### Reading passage
There is this guy, he’s kind of cute and you really like him. Problem is, you are already dating this other guy. Tough one. Well, tough if you don’t want to cheat on the guy you are already dating. Don’t cheat. Just break up. It’s more honest, and you’ll feel better about yourself in the end. Also, there is this little thing called KARMA. You cheat, you will be cheated on.

But how do you break it off? You don’t want to totally destroy the guy. That too can come back to bite you in the ass. Here are a few tips.

  1. No texting. Sorry, its not that easy. Even if you do just text him with the short “its over”, don’t think that your in-box on your phone isn’t going to be full with messages and voice mail full of “Why? What’s wrong with you? How could you break up with someone by TEXTING?” And he wouldn’t be wrong to ask. Honestly, think how you would feel. Yep, that would suck, so don’t do it. Same thing with answering machines and voice mail.

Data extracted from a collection

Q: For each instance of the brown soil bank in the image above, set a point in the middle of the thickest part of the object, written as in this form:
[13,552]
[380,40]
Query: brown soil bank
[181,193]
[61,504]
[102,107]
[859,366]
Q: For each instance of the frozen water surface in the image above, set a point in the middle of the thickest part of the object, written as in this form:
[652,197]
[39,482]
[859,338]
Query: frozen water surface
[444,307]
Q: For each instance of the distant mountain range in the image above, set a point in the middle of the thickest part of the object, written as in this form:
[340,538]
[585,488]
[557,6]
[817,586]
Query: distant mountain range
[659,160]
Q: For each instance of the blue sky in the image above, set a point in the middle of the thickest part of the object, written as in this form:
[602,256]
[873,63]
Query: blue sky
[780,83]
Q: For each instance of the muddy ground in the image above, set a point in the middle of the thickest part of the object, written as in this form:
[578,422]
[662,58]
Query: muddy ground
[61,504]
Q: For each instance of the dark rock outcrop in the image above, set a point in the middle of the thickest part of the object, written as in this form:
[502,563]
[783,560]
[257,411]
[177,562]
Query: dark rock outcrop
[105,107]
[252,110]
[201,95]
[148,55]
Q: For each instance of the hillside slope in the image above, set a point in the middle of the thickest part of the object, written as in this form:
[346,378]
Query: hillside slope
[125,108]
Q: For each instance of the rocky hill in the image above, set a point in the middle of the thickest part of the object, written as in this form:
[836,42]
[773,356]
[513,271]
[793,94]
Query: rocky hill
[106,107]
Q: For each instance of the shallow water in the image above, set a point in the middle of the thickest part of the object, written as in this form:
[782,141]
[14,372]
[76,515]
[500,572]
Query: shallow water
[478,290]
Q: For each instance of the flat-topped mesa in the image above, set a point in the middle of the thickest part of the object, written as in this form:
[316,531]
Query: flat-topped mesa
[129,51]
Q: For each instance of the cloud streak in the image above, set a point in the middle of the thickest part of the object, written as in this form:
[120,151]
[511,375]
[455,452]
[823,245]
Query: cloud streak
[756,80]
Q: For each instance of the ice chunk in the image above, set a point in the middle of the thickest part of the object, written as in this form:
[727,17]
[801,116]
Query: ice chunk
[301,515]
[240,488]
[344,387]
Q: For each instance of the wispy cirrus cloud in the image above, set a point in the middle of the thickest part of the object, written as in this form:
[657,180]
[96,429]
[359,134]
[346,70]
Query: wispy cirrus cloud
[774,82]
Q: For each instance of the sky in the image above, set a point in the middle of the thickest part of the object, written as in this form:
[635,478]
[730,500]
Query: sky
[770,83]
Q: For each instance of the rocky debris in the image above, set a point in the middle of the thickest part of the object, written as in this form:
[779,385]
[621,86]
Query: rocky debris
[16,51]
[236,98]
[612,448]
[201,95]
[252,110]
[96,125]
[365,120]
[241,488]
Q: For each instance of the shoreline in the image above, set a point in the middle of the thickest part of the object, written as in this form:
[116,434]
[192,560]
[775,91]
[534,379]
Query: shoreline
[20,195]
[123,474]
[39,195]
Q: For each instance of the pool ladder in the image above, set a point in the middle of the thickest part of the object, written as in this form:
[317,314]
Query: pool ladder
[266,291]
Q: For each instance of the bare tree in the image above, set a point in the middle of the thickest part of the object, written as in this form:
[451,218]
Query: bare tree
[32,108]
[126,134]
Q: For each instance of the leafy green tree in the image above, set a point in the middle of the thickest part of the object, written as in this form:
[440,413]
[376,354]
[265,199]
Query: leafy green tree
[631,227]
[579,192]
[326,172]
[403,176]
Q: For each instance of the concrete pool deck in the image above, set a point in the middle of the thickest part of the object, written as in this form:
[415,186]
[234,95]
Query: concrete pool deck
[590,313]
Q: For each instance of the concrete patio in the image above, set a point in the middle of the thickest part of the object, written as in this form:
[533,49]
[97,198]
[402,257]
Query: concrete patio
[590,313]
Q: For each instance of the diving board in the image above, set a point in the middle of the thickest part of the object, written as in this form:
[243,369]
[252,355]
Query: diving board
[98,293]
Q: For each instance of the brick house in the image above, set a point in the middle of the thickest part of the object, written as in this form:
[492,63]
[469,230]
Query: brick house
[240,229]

### Required task
Edit the breakup-advice text from "But how do you" up to and including "and voice mail.", changing "voice mail" to "voicemail" wherever it occurs.

### Solution below
But how do you break it off? You don’t want to totally destroy the guy. That too can come back to bite you in the ass. Here are a few tips.

  1. No texting. Sorry, its not that easy. Even if you do just text him with the short “its over”, don’t think that your in-box on your phone isn’t going to be full with messages and voicemail full of “Why? What’s wrong with you? How could you break up with someone by TEXTING?” And he wouldn’t be wrong to ask. Honestly, think how you would feel. Yep, that would suck, so don’t do it. Same thing with answering machines and voicemail.